- EXERCISE AIM -
Below is a set of records; restate each one word for word.

* START *

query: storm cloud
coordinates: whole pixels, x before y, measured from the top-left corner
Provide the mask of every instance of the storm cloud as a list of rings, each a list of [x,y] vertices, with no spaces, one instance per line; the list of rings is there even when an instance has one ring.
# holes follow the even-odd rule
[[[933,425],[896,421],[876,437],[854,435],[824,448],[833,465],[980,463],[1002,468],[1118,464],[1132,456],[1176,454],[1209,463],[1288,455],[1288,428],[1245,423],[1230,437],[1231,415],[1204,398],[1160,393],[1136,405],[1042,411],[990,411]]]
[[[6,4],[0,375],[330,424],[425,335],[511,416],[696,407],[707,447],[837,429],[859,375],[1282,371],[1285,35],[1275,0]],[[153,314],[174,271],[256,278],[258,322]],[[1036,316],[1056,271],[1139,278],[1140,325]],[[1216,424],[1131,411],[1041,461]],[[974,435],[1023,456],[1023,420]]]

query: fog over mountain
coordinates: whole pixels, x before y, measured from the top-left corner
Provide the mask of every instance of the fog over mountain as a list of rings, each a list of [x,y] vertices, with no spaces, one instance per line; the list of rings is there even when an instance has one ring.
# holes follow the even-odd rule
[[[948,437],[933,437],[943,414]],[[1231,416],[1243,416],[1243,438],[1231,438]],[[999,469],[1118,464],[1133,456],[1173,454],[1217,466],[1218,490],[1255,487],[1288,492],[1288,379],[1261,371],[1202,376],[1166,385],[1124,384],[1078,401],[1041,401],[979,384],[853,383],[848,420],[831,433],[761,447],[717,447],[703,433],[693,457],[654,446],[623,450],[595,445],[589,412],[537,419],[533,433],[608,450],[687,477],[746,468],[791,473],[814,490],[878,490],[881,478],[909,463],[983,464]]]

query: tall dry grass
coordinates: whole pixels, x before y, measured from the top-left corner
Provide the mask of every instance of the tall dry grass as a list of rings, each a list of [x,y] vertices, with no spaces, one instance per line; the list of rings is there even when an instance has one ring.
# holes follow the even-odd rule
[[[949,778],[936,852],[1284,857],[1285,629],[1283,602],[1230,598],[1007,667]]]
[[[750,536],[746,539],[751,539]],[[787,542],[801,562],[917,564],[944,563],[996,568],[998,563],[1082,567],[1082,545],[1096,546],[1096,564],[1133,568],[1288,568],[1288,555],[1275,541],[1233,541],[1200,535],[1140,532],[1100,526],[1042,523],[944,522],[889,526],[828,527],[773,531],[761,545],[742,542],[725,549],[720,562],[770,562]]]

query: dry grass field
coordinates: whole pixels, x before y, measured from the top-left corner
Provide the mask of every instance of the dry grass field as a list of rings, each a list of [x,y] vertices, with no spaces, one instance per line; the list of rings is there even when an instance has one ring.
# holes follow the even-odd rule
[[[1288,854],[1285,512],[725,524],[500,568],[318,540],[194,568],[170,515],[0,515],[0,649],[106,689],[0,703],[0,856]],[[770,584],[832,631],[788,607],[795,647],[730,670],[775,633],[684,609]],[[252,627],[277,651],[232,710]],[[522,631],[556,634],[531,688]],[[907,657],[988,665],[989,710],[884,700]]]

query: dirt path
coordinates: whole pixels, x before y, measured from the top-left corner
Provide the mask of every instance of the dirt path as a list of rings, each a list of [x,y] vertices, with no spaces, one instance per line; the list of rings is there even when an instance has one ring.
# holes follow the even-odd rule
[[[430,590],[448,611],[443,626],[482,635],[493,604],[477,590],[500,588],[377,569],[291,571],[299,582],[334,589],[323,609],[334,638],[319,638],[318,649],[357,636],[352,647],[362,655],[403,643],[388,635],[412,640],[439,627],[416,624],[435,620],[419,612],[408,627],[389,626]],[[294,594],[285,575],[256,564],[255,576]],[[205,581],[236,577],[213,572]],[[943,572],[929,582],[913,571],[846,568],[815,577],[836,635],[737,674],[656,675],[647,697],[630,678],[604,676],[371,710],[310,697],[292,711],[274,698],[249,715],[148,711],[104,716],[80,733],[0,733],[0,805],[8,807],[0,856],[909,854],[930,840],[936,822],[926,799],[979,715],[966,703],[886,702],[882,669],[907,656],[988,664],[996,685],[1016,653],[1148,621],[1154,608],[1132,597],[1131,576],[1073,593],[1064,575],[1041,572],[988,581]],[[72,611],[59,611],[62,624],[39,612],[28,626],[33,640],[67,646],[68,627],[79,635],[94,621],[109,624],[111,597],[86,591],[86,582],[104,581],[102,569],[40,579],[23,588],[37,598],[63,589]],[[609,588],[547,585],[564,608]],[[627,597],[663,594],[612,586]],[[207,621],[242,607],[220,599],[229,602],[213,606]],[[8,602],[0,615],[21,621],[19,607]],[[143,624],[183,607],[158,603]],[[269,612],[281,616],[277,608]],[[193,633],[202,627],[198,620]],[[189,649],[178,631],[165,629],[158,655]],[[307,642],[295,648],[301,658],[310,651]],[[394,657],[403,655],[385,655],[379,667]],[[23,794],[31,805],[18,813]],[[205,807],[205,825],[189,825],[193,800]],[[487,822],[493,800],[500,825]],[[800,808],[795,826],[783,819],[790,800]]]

* END *

- SOLUTION FOR THIS PROBLEM -
query: storm cloud
coordinates: whole pixels, x before y, measured from the top-left corner
Provide the mask of every instance of the storm cloud as a list of rings, each a list of [x,y] vertices, with no spaces, one instance per line; the list of rings is there even when an instance has one ring.
# holes follow the even-odd rule
[[[933,425],[896,421],[876,437],[854,435],[824,448],[833,465],[980,463],[1002,468],[1118,464],[1132,456],[1176,454],[1209,463],[1288,455],[1288,428],[1245,423],[1230,437],[1231,415],[1204,398],[1160,393],[1136,405],[1042,411],[990,411]]]
[[[6,4],[0,375],[330,424],[425,335],[511,416],[696,407],[707,447],[837,429],[859,375],[1282,371],[1285,35],[1275,0]],[[153,314],[174,271],[256,278],[258,322]],[[1036,316],[1056,271],[1139,278],[1140,325]],[[1216,424],[1131,411],[1041,461]],[[974,435],[1023,456],[1023,420]]]

query: fog over mountain
coordinates: whole pixels, x before y, measured from the top-left corner
Provide the mask of every instance of the fog over mountain as a list of rings, each a list of [x,y] vertices, with no spaces, one instance per line; the list of rings is there even when an instance has one ring.
# holes follow the even-odd rule
[[[948,437],[933,437],[943,414]],[[1231,416],[1243,416],[1243,438],[1231,438]],[[999,469],[1118,464],[1133,456],[1173,454],[1217,466],[1218,490],[1255,487],[1288,492],[1288,379],[1261,371],[1202,376],[1166,385],[1124,384],[1078,401],[1041,401],[979,384],[853,383],[848,420],[831,433],[761,447],[717,447],[703,433],[693,457],[654,446],[623,450],[595,445],[589,412],[537,419],[533,433],[608,450],[687,477],[746,468],[791,473],[814,490],[878,490],[881,478],[909,463],[983,464]]]

query: tall dry grass
coordinates: whole pixels, x before y, measured from the top-left corner
Provide the mask of every instance of the tall dry grass as a list of rings, each a list of [x,y] vertices, with no spaces, one instance per line; the list of rings is there even when an instance has one ring.
# holes follow the even-odd rule
[[[949,778],[936,852],[1284,857],[1285,629],[1283,602],[1230,598],[1007,667]]]
[[[750,536],[746,539],[751,539]],[[787,542],[801,562],[917,564],[944,563],[996,568],[998,563],[1082,567],[1082,545],[1096,546],[1096,564],[1133,568],[1288,568],[1288,555],[1275,541],[1233,541],[1200,535],[1140,532],[1100,526],[1042,523],[944,522],[889,526],[828,527],[773,531],[761,545],[742,542],[725,549],[720,562],[770,562]]]

query: dry grass field
coordinates: whole pixels, x before y, measured from the top-left corner
Provide the mask of every instance of the dry grass field as a list of rings, each a list of [x,y] vertices, with no spaces, one instance per line; the list of rings is there even when an instance has one ring.
# holes follow the even-odd rule
[[[1288,854],[1285,512],[725,524],[500,568],[318,540],[194,568],[170,515],[0,515],[0,649],[106,689],[0,703],[0,856]],[[770,584],[832,631],[788,607],[795,647],[730,670],[775,633],[684,609]],[[252,627],[277,651],[232,710]],[[522,631],[556,634],[531,688]],[[907,657],[988,665],[989,710],[884,700]]]

query: dirt path
coordinates: whole pixels, x before y, measured from the top-left corner
Provide the mask of every instance of the dirt path as a list of rings, each a list of [x,y] vertices, with no spaces, one instance per line; the list of rings is there even when an instance has one ring.
# holes follow the even-odd rule
[[[430,590],[448,611],[443,626],[482,635],[493,604],[477,590],[500,588],[377,569],[291,571],[299,582],[334,589],[323,609],[334,638],[319,638],[318,649],[357,636],[352,647],[362,655],[403,643],[388,635],[412,640],[439,627],[416,624],[435,620],[419,612],[408,627],[389,626]],[[294,594],[285,575],[256,564],[255,576]],[[205,581],[236,577],[213,572]],[[943,572],[929,582],[913,571],[846,568],[815,577],[836,635],[737,674],[656,675],[647,697],[630,678],[604,676],[371,710],[310,697],[292,711],[274,698],[249,715],[148,711],[104,716],[80,733],[0,733],[0,805],[8,807],[0,856],[909,854],[930,840],[936,822],[926,799],[979,715],[966,703],[886,702],[882,669],[907,656],[988,664],[996,685],[1016,653],[1148,621],[1154,608],[1132,597],[1131,576],[1073,593],[1064,575],[1041,572],[988,581]],[[72,611],[59,611],[62,624],[39,612],[28,626],[33,640],[67,646],[68,627],[79,635],[94,621],[109,624],[111,597],[86,591],[86,582],[104,581],[102,569],[40,579],[23,588],[37,598],[63,589]],[[609,588],[547,585],[564,608]],[[627,597],[663,594],[612,586]],[[207,621],[242,607],[220,599],[229,602],[213,606]],[[8,602],[0,615],[21,621],[19,607]],[[143,624],[183,607],[158,603]],[[269,612],[281,616],[277,608]],[[193,633],[202,627],[198,620]],[[189,649],[178,631],[165,629],[158,655]],[[307,642],[295,648],[301,658],[310,651]],[[394,657],[403,655],[385,655],[379,667]],[[23,794],[31,805],[18,813]],[[205,807],[205,825],[189,825],[193,800]],[[487,822],[493,800],[500,825]],[[800,808],[795,826],[783,819],[790,800]]]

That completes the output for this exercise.